*Task requirements*. Repeat the whole of the data, keeping every detail the same.

*Data extract*.

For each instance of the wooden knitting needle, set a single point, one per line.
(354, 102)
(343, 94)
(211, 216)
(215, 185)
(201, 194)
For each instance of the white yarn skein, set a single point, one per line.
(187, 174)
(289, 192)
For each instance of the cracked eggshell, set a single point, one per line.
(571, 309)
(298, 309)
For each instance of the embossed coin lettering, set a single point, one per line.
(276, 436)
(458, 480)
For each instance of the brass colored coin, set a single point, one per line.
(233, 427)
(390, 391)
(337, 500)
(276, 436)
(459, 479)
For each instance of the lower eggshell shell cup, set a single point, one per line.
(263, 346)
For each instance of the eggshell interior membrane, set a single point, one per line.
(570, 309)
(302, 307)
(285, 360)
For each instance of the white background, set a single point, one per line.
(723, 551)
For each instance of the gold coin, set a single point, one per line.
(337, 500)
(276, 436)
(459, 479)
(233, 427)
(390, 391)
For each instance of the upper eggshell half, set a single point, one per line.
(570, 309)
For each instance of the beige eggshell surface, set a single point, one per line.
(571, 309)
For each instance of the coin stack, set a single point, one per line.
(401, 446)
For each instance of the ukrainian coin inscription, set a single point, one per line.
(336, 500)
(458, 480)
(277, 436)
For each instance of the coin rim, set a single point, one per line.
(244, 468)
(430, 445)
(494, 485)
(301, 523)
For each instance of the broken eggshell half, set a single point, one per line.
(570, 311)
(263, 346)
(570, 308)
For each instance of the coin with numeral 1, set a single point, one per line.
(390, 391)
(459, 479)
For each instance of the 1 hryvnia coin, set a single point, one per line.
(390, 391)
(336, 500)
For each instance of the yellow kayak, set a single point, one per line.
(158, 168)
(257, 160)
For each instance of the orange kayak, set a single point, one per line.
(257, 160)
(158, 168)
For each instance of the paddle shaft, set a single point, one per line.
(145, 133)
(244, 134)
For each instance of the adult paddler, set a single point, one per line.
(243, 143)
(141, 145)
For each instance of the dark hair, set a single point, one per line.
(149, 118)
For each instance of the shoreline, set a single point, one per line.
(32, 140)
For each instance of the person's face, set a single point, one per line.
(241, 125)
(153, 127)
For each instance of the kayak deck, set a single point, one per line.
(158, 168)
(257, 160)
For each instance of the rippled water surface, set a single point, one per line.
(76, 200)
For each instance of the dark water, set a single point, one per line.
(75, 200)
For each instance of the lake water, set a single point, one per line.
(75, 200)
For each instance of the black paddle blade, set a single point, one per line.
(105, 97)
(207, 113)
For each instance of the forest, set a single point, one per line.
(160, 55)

*Solution to this task*.
For each instance of the wooden knitting needle, set a single point, one per line.
(354, 102)
(343, 94)
(211, 216)
(215, 185)
(201, 194)
For each instance of the white yarn skein, set a single point, one per line.
(187, 174)
(289, 192)
For each instance of the cracked eggshell, set a single point, one per line.
(571, 309)
(298, 309)
For each instance of the embossed coin lettering, set a single point, one per line.
(276, 436)
(458, 480)
For each instance of the brass colored coin, set a single point, one per line.
(233, 427)
(390, 391)
(337, 500)
(276, 436)
(459, 479)
For each instance of the lower eggshell shell cup, set a single point, one per line.
(263, 346)
For each instance of the eggshell interior membrane, set a single point, one per line.
(570, 309)
(302, 307)
(285, 360)
For each instance of the white background, set a single point, one per line.
(723, 551)
For each instance of the gold coin, set a single point, one per line.
(337, 500)
(276, 436)
(459, 479)
(233, 427)
(390, 391)
For each instance of the upper eggshell half, set a single point, one per line.
(570, 309)
For each instance of the beige eggshell surface, set a single point, one per line.
(571, 309)
For each instance of the coin stack, set a single point, one per line.
(401, 446)
For each instance of the ukrainian coin inscription, set a single point, one per line.
(336, 500)
(458, 480)
(277, 436)
For each instance of the coin rim, set a single point, one per line.
(244, 468)
(430, 445)
(494, 485)
(301, 523)
For each instance of the broken eggshell half, set a single point, one per line.
(570, 311)
(263, 346)
(570, 308)
For each instance of the coin with numeral 1, set a single point, one per line.
(390, 391)
(459, 479)
For each instance of the 1 hryvnia coin, set a single point, one per line.
(390, 391)
(336, 500)
For each instance of the yellow kayak, set a single point, one per line.
(158, 168)
(257, 160)
For each instance of the orange kayak, set a single point, one per line.
(257, 160)
(158, 168)
For each instance of the paddle shaft, set a single point, one per line.
(145, 133)
(244, 134)
For each instance of the adult paddler, set a single point, one per line.
(243, 143)
(141, 145)
For each instance of the dark hair, set a single point, one per line.
(149, 118)
For each instance of the shoreline, set a single point, one per line.
(32, 140)
For each instance of the person's face, set a single point, one per line.
(241, 125)
(153, 127)
For each instance of the kayak deck, set a single point, one per line.
(158, 168)
(257, 160)
For each instance of the rippled water surface, set a single point, one per line.
(76, 200)
For each instance of the dark water, set a single point, one per line.
(75, 200)
For each instance of the lake water, set a single point, one per line.
(75, 200)
For each instance of the black paddle blade, set a single point, one per line.
(105, 97)
(207, 113)
For each instance of the forest, set a single point, one per line.
(160, 55)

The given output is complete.